Testo riportato:

(Adnkronos) – In una famiglia dove c’è un componente con malattia rara “uno dei familiari, almeno nel 30% dei casi è costretto a lasciare il lavoro, come emerso da una ricerca che abbiamo fatto. Spesso le malattie rare richiedono accudimento in età pediatrica (70%) e la persona che lascia il lavoro è la donna. Servono dati per dimostrare come ci siano impatti non solo sulla famiglia, ma anche sul Pil”. Così Annalisa Scopinaro, presidente di Uniamo (Federazione italiana malattie rare), intervenendo questa mattina all’evento di presentazione del progetto ’Women in rare’ di Alexion dedicato alla centralità della donna nell’universo delle malattie rare.

Estratti del dataset:

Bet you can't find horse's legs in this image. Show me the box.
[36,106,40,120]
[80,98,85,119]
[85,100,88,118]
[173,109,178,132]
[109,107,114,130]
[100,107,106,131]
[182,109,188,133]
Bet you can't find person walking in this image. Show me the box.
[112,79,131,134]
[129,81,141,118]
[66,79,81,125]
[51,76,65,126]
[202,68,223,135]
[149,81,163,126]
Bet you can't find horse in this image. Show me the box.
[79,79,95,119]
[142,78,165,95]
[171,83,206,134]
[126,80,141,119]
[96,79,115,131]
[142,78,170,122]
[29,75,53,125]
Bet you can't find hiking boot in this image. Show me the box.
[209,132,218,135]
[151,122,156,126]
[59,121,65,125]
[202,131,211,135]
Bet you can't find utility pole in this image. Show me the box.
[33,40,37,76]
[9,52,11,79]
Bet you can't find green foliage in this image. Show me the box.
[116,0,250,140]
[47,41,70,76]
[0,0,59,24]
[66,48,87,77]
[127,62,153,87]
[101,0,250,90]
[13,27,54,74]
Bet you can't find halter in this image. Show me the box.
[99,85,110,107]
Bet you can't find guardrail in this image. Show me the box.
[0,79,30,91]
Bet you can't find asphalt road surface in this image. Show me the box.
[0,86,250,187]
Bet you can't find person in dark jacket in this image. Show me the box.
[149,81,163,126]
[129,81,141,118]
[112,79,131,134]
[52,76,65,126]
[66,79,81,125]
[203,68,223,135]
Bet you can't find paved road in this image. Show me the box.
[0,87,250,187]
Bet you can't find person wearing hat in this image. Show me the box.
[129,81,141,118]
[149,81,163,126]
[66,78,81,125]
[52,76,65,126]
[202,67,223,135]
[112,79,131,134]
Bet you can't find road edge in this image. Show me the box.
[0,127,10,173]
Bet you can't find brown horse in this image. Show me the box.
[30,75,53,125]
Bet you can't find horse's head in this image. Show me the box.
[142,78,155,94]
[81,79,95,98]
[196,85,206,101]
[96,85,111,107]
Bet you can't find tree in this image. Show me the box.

Elenco dei compiti:
1: Puoi citare dall'articolo sulle malattie rare il passo compreso tra "(Adnkronos) – In" e "delle malattie rare.", estremi inclusi?
2: Sapresti scrivere il seguito dell'articolo sulle malattie rare, ripartendo dal punto in cui si ferma?

Risposte numerate:
1:
(Adnkronos) – In una famiglia dove c’è un componente con malattia rara “uno dei familiari, almeno nel 30% dei casi è costretto a lasciare il lavoro, come emerso da una ricerca che abbiamo fatto. Spesso le malattie rare richiedono accudimento in età pediatrica (70%) e la persona che lascia il lavoro è la donna. Servono dati per dimostrare come ci siano impatti non solo sulla famiglia, ma anche sul Pil”. Così Annalisa Scopinaro, presidente di Uniamo (Federazione italiana malattie rare), intervenendo questa mattina all’evento di presentazione del progetto ’Women in rare’ di Alexion dedicato alla centralità della donna nell’universo delle malattie rare.

2:
“I percorsi di diagnosi, cura e sostegno per i malati e per i loro familiari – osserva la presidente Uniamo – dipendono in gran parte dalla Regione in cui si risiede. Ecco perché occorre più che mai un maggior raccordo sul territorio per cambiare la vita quotidiana delle persone con malattia rara attraverso una migliore assistenza socio-sanitaria e domiciliare. Un cambiamento che – aggiunge – per il ruolo della donna, sia come caregiver sia come lavoratrice, deve passare da interventi strutturali che garantiscano il diritto di scelta. Ciò significa facilitazioni per part time e smart working accompagnate da assistenza domiciliare che possa consentire anche una scelta lavorativa. Iniziative come ‘Women in rare’, con il contributo delle associazioni che si occupano di malattie rare, vanno proprio in questa direzione”.
“La stessa legge sul caregiver – riflette Scopinaro – considera solo un aspetto retributivo, previdenziale senza lasciare il diritto di scelta. Questo lavoro” portato avanti nel progetto ‘Women in rare’, “servirà di supporto al Tavolo interministeriale per i caregiver” che si costituirà, “ per implementare la bozza della legge messa a punto dal precedente governo”.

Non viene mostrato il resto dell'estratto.